Using the listing below, report each line holding the string "negative".
***** Working data
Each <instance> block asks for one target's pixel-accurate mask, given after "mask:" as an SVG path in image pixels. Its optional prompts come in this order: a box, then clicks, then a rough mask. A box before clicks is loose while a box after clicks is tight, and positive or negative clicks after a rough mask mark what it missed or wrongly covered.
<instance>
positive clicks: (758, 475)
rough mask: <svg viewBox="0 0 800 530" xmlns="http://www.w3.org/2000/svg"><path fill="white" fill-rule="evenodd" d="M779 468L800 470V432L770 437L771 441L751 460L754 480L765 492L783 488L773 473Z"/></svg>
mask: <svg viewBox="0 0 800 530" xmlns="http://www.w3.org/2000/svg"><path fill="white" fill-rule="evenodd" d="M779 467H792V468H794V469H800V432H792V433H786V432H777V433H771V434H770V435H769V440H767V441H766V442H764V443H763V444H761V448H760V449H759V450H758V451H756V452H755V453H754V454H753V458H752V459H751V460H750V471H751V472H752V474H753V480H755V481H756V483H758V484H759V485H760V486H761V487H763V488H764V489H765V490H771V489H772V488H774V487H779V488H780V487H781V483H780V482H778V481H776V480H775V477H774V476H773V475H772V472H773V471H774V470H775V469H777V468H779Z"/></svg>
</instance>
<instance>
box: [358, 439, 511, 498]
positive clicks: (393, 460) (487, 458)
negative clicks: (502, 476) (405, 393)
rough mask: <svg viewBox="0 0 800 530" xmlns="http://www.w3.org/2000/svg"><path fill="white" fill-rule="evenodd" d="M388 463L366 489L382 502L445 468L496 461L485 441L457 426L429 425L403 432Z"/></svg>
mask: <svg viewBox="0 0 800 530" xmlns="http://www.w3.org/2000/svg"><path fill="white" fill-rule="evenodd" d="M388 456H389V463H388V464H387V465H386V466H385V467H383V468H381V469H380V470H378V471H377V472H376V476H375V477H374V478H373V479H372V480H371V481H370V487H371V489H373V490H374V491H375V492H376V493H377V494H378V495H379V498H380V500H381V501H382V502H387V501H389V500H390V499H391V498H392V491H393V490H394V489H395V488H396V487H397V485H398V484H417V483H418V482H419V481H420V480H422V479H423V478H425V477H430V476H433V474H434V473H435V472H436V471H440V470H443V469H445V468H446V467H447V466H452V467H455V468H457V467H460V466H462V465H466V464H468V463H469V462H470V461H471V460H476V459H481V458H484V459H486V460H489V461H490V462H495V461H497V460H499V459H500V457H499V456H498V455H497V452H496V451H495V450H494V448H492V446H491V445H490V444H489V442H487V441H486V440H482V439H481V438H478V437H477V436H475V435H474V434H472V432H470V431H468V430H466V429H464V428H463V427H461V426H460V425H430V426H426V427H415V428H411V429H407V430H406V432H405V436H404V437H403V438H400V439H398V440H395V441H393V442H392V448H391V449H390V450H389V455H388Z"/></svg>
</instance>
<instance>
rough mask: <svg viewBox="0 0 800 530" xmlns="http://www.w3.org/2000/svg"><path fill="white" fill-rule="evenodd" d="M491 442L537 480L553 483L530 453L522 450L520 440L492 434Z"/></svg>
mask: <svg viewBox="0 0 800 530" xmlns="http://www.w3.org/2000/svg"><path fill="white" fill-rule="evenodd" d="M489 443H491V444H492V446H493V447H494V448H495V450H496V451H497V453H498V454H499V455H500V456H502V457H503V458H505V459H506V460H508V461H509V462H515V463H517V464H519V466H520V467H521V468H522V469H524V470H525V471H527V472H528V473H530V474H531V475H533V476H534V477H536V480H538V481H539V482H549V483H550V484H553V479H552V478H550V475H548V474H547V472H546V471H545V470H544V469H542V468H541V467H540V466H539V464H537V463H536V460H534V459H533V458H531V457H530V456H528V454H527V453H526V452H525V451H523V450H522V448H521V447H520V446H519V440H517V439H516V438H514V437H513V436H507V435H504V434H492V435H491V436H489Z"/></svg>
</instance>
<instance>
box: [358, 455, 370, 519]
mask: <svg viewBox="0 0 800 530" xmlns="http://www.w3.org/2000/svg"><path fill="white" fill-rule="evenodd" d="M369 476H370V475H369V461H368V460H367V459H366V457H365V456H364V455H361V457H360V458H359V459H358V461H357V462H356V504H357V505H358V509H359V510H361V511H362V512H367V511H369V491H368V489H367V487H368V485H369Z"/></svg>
**********
#### Answer to the problem
Each <instance> block asks for one target's pixel-accurate mask, given after "mask:" as an SVG path in image pixels. Its optional prompts come in this order: a box, then clicks, then a rough mask. A box before clicks is loose while a box after clicks is tight, and positive or negative clicks after a rough mask mark what it missed or wrongly covered.
negative clicks: (502, 476) (405, 393)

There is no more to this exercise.